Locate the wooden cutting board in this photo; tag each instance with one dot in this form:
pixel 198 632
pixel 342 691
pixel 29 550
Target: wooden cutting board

■ **TASK PROMPT**
Render the material above as a numbered list, leaving out any blank lines.

■ **EXPECTED ANSWER**
1. Locate the wooden cutting board in this photo; tag each instance with one dot in this form:
2. pixel 198 632
3. pixel 342 691
4. pixel 29 550
5. Target: wooden cutting board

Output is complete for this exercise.